Shoshong is a town in Botswana, formerly the chief settlement of the eastern Bamangwato.

Physical location[edit]

Shoshong is located at latitude -22.95, longitude +26.48, in the Central District, about 200 miles (320 km) N.N.E. of Mafeking and 30 miles (48 km) N. of Shoshong Road Station on the Cape Town-Bulawayo railway. It is 40 km west of Mahalapye on a traveling distance. The town is situated 3,000 ft (910 m) above sea level in the valley of the Shoshong, an intermittent tributary of the Limpopo. The villages that are around Shoshong are Tobela, Ikongwe, Kalamare, Mmutane, and Mosolotshane.

It is described as a very hot and rocky place.It receives heavy rains sometimes in summer and it is windy almost every day. It is circled around by a lot of hills used for grazing cattle.

History[edit]

Shoshong was initially inhabited by Baphaleng (Tlou and Campbell 1997; A.M. Chebanne and K.C. Monaka 2008), who were later joined by Bakaa, and later BaNgwato under King Sekgoma I. Oral traditions from the village points that Baphaleng chief invited Bangwato from Mosu where they were continuously harassed and vulnerable to Matebele attacks. The site of Shoshong was chosen as being easily defensible against the Matabele.

Being the meeting place of trade routes from south and north it was of considerable importance to early explorers (including David Livingstone) and traders in South-Central Africa.

A mission station of the London Missionary Society (preceded for many years by a station of the Hermannsburg Lutheran Missionary Society) was founded here in 1862. Scottish missionary John Mackenzie (1835–99), who lived at Shoshong from 1862–76, "believed that the Ngwato and other African peoples with whom he worked were threatened by Boer freebooters encroaching on their territory from the south", and campaigned "for the establishment of what became the Bechuanaland Protectorate, to be ruled directly from Britain."[1]

In 1875, King Sekgoma was overthrown here by his Christian son Khama (later Khama III/the Great). In 1885 (at the time of the declaration of the British protectorate of Bechuanaland) Shoshong had 20,000 to 30,000 inhabitants, including about twenty Europeans.

Listed entries >>
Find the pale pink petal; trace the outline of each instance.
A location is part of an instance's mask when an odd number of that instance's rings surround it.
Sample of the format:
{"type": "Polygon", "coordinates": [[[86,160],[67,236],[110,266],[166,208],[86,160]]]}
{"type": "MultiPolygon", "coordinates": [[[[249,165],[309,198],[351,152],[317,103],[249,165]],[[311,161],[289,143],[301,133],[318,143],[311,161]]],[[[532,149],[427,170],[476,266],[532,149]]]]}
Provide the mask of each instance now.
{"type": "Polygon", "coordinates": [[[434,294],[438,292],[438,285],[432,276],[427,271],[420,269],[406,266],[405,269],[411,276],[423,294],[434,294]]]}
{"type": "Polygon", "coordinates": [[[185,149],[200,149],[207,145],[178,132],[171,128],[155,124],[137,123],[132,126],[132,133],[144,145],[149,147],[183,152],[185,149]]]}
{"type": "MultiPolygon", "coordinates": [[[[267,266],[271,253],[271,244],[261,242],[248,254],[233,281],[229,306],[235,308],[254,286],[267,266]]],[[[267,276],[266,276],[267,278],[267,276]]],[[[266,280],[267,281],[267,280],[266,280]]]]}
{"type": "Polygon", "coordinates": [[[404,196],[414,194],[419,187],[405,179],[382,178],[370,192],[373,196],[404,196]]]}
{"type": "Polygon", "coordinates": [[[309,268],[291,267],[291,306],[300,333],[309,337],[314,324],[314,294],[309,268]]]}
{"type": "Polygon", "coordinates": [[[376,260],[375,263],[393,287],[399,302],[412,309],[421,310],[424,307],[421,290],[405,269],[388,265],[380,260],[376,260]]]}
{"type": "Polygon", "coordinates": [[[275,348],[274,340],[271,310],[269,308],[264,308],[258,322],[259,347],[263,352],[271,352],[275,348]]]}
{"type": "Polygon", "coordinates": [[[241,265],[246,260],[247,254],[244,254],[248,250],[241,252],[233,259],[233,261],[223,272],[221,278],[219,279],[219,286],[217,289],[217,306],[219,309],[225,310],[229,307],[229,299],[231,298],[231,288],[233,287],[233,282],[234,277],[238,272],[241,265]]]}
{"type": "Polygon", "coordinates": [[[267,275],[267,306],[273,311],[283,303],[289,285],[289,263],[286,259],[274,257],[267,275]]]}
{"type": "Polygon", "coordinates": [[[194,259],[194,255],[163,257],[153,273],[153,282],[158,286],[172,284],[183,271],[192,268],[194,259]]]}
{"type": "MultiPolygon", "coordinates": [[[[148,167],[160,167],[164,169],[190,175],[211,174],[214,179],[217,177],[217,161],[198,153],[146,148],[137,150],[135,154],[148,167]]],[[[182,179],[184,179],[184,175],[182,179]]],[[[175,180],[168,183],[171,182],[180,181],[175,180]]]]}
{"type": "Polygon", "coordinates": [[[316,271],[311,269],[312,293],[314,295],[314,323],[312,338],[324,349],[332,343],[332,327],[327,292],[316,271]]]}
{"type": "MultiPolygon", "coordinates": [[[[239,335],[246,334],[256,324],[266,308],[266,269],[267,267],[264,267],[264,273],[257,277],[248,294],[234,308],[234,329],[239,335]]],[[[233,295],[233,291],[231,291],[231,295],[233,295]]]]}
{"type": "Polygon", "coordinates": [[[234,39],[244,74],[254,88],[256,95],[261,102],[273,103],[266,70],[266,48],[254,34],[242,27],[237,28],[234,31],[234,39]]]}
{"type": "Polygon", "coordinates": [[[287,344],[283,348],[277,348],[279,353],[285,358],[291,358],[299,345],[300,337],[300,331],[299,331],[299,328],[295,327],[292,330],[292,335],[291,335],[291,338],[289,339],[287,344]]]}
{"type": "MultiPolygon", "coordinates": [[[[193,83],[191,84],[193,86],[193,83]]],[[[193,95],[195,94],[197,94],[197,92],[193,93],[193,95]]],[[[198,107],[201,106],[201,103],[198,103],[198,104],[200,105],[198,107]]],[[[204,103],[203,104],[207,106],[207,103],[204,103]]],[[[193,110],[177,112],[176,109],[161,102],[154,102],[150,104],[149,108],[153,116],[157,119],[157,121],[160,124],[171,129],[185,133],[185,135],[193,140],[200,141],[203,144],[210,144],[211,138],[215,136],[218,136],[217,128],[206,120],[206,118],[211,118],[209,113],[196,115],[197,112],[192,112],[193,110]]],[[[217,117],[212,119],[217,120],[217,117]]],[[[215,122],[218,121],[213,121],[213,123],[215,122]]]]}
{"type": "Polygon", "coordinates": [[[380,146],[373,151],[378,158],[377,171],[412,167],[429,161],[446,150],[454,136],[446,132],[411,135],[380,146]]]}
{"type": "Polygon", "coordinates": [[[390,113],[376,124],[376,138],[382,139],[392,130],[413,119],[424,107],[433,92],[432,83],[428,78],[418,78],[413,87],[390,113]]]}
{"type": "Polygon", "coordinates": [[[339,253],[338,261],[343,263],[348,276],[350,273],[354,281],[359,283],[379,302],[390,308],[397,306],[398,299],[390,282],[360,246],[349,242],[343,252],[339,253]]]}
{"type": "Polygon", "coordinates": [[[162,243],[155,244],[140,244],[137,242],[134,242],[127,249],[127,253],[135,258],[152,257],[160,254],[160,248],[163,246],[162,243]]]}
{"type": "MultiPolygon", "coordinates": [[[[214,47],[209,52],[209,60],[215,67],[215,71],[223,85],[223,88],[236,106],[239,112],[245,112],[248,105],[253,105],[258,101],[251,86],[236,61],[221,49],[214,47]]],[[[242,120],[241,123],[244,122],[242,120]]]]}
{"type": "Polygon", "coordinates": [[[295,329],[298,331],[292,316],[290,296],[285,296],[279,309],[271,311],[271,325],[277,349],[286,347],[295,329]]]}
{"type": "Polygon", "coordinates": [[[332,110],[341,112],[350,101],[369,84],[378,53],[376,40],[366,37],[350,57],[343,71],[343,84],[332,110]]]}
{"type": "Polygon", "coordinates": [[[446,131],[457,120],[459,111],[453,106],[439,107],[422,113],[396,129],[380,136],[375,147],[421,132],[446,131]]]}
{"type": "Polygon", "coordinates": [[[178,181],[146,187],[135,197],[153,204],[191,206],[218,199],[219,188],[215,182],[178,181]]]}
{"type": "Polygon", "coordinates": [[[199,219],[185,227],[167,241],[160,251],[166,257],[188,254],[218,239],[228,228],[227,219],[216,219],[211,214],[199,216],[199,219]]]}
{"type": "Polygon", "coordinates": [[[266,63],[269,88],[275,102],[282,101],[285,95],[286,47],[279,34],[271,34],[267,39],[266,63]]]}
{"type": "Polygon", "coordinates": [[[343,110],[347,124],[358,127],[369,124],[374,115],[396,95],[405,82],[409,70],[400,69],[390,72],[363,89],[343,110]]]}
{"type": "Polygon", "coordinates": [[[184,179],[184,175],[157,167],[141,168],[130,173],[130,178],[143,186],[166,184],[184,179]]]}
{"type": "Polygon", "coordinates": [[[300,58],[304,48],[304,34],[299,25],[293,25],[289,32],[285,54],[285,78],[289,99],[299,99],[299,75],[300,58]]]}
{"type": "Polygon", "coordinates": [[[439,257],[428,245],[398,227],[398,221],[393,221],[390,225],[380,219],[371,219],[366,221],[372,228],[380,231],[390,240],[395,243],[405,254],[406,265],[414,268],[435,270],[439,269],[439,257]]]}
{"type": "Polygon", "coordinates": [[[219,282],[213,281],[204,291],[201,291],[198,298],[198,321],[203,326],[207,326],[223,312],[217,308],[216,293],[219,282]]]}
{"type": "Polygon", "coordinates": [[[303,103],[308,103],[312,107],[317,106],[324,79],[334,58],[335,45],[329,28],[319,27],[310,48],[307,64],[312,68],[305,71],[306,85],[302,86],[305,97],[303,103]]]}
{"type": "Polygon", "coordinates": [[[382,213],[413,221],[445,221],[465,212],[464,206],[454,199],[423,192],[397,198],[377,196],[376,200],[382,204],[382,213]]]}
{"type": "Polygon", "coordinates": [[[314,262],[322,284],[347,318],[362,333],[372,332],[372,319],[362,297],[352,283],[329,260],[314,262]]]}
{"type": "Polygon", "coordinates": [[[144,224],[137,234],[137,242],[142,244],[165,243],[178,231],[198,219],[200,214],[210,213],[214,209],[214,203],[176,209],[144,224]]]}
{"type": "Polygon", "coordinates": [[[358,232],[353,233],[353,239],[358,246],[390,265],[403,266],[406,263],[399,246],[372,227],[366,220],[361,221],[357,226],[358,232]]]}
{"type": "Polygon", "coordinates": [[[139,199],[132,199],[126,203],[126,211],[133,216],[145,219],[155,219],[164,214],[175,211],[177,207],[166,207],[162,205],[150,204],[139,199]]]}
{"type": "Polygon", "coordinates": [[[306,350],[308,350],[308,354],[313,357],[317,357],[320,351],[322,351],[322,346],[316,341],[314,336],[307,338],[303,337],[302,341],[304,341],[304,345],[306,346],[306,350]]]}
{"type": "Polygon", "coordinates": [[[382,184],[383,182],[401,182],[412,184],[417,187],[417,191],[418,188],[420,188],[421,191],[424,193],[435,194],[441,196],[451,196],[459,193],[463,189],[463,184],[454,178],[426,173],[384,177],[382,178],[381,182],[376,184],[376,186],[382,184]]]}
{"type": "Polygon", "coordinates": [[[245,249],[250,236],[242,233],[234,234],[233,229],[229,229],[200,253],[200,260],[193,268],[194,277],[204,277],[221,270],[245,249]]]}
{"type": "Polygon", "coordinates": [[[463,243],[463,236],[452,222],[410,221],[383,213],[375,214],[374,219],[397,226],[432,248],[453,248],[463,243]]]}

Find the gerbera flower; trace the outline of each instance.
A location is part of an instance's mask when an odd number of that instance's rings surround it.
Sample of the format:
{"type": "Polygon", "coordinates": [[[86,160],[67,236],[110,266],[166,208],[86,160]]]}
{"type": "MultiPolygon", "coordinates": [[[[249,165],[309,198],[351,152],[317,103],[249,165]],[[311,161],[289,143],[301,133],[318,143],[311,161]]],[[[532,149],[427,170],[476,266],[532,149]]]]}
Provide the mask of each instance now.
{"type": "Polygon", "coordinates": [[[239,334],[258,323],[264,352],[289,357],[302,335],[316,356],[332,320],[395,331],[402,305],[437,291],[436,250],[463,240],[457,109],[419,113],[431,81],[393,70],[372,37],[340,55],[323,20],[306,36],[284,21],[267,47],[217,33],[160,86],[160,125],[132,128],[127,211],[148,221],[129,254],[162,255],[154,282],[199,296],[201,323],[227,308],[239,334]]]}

The task >>
Please copy the stretch of the Shoshong passage from "Shoshong is a" through "Mmutane, and Mosolotshane." word for word.

Finished task >>
Shoshong is a town in Botswana, formerly the chief settlement of the eastern Bamangwato.

Physical location[edit]

Shoshong is located at latitude -22.95, longitude +26.48, in the Central District, about 200 miles (320 km) N.N.E. of Mafeking and 30 miles (48 km) N. of Shoshong Road Station on the Cape Town-Bulawayo railway. It is 40 km west of Mahalapye on a traveling distance. The town is situated 3,000 ft (910 m) above sea level in the valley of the Shoshong, an intermittent tributary of the Limpopo. The villages that are around Shoshong are Tobela, Ikongwe, Kalamare, Mmutane, and Mosolotshane.